WHAT IS REQUIRED =>
Anywhere the string "instances" shows up in the listing below, copy the line it is in.

RECORDS SHOWN =>
========================
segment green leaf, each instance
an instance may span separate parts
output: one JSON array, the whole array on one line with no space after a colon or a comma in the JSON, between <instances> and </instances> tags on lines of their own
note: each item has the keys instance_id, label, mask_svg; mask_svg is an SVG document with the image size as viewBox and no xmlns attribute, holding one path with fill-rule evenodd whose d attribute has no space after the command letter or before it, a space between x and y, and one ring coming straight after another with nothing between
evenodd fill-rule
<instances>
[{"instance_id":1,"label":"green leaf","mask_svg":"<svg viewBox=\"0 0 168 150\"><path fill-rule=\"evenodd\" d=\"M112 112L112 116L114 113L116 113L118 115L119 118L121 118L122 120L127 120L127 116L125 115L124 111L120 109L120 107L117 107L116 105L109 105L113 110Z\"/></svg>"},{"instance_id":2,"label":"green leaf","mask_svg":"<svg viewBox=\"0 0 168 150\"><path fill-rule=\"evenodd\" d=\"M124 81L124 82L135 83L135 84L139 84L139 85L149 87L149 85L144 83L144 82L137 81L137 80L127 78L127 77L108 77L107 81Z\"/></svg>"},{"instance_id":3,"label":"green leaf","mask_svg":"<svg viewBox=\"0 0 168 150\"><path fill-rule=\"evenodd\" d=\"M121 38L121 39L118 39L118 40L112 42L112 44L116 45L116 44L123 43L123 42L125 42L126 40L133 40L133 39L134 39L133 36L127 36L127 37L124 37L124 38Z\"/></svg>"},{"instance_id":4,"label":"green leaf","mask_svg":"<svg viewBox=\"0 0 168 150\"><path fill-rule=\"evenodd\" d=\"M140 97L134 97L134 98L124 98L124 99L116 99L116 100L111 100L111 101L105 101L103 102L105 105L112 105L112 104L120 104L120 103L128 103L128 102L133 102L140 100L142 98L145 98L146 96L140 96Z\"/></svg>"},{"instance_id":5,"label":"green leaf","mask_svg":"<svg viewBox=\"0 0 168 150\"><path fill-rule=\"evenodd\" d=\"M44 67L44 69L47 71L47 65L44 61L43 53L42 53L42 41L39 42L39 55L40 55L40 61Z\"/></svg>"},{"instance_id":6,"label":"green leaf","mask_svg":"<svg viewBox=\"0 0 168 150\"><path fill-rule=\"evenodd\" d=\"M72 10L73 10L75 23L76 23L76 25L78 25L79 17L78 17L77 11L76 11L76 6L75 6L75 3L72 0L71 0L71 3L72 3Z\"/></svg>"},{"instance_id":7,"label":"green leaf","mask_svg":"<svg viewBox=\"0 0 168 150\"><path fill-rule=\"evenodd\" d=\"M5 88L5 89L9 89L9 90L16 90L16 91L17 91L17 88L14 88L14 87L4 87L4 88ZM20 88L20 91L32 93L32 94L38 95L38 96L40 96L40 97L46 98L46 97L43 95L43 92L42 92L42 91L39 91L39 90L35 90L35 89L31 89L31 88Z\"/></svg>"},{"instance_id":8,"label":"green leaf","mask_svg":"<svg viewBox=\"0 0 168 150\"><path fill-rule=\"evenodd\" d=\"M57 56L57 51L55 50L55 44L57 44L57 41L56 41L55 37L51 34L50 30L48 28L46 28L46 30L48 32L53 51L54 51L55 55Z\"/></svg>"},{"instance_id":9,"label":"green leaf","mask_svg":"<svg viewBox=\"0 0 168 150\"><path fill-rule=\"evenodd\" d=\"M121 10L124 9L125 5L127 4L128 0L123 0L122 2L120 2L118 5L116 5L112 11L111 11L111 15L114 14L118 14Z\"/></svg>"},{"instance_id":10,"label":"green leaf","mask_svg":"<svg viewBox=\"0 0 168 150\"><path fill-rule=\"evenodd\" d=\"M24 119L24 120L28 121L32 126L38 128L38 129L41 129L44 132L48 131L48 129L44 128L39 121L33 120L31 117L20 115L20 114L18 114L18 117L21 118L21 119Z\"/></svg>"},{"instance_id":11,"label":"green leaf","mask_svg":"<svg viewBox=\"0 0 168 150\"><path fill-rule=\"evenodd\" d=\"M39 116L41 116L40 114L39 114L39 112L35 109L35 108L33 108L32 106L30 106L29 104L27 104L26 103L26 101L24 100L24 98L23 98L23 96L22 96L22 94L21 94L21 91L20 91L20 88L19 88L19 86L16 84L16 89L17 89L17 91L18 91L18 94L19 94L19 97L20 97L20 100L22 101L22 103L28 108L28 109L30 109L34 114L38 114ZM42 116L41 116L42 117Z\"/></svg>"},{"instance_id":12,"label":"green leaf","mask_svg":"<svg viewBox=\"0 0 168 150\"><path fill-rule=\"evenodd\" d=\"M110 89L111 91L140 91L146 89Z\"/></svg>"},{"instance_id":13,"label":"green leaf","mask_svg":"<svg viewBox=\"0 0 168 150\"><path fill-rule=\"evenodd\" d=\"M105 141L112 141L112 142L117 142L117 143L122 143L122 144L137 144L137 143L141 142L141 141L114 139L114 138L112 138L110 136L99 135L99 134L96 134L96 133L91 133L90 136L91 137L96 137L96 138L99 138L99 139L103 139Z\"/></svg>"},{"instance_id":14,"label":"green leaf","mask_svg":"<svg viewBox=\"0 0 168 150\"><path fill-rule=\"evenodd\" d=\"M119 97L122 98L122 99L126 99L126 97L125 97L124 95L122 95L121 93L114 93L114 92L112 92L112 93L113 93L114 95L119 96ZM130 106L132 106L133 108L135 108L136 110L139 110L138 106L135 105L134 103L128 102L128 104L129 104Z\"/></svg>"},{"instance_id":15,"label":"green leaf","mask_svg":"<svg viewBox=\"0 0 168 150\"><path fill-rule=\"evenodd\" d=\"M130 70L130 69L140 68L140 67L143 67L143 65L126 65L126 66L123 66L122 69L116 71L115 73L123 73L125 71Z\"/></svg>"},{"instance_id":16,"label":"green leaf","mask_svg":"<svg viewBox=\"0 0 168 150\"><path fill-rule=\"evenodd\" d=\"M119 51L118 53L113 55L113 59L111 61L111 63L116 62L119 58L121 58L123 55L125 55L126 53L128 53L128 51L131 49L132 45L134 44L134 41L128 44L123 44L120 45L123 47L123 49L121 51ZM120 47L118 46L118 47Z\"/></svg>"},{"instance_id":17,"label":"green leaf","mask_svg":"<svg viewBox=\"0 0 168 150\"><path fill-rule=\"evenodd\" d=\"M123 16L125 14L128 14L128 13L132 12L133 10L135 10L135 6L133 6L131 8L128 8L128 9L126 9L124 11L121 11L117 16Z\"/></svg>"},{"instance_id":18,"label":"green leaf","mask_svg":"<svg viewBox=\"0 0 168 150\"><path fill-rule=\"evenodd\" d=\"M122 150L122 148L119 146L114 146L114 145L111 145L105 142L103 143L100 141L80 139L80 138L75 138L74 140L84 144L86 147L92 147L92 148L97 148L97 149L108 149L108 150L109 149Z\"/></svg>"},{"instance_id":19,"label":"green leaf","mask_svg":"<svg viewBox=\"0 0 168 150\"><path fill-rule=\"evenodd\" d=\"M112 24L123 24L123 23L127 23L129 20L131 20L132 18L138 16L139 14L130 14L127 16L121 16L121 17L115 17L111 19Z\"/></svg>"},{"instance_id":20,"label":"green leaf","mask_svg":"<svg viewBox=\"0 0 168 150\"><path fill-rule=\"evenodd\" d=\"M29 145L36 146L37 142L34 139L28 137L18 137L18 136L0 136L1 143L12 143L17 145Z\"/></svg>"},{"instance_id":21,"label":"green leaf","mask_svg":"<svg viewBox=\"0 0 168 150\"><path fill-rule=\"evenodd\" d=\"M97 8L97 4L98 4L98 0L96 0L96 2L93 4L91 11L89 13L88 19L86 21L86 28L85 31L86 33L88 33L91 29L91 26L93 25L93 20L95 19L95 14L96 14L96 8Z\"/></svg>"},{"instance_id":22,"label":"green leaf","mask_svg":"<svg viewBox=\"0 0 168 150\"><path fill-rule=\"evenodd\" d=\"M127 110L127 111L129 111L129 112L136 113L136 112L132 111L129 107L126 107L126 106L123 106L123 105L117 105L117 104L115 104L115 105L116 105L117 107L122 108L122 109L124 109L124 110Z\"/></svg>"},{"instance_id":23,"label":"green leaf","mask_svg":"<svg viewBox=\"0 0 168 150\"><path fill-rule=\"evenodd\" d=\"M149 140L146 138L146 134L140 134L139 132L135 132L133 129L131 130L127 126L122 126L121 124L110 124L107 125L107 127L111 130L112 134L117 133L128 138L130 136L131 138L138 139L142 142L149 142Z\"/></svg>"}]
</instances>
========================
RESPONSE BOX =>
output: one JSON array, the whole array on one line with no space after a colon or a comma in the JSON, between <instances> and </instances> tags on lines of their own
<instances>
</instances>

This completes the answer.